Set out the lines below as a Markdown table with the columns "Row" and "Line", numbering each row and leaving out blank lines. Begin at the line that contains "[indicate] the oleander" and stop after the line that contains "Target: the concrete block wall".

SUPPLIED DATA ::
################

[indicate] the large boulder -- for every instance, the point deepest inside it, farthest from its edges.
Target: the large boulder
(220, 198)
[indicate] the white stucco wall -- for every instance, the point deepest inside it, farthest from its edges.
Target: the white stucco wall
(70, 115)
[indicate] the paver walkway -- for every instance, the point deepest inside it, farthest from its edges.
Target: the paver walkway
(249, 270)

################

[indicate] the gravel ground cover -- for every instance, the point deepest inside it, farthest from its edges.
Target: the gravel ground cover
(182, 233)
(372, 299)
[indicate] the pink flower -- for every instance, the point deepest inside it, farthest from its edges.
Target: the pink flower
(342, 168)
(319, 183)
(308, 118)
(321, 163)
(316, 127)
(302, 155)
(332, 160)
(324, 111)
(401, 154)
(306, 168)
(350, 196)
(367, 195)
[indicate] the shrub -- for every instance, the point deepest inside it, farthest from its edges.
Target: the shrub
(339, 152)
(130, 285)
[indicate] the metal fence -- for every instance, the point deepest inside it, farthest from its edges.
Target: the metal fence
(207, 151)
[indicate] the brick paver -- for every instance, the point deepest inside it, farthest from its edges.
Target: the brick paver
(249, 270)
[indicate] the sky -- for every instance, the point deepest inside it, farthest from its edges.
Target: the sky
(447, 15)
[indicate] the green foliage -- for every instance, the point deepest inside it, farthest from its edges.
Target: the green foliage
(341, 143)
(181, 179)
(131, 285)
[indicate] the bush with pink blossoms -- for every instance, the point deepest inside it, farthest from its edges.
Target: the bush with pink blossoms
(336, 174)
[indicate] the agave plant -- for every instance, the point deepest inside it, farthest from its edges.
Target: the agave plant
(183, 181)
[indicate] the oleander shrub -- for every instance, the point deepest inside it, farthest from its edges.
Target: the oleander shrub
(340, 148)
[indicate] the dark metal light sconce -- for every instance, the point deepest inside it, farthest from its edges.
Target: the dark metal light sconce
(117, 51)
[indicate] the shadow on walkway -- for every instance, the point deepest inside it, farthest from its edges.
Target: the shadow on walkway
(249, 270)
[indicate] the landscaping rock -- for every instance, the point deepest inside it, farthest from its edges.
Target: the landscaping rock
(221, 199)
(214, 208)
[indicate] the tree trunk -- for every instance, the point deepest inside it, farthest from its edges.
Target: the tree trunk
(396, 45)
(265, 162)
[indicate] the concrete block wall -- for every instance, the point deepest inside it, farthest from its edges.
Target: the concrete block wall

################

RESPONSE ::
| Row | Line |
|---|---|
| 1 | [indicate] the oleander shrub -- for every instance, the point deepest inside it, farthest from its edges. |
| 2 | Target: the oleander shrub |
| 3 | (340, 148) |
| 4 | [indicate] the dark metal light sconce -- for every instance, the point deepest inside it, farthest from its edges. |
| 5 | Target: the dark metal light sconce |
| 6 | (117, 51) |
| 7 | [indicate] the shadow on walkway -- for every instance, the point deepest inside it, farthest from its edges. |
| 8 | Target: the shadow on walkway |
| 9 | (249, 270) |
| 10 | [indicate] the landscaping rock -- for every instance, the point deepest inside it, farthest from its edges. |
| 11 | Target: the landscaping rock |
| 12 | (221, 199) |
| 13 | (214, 208) |
| 14 | [indicate] the tree trunk -- for every instance, the point deepest inside it, farthest from its edges. |
| 15 | Target: the tree trunk |
| 16 | (396, 45) |
| 17 | (265, 162) |
| 18 | [indicate] the concrete block wall -- for every instance, the point deepest inside it, farthest from its edges. |
| 19 | Target: the concrete block wall |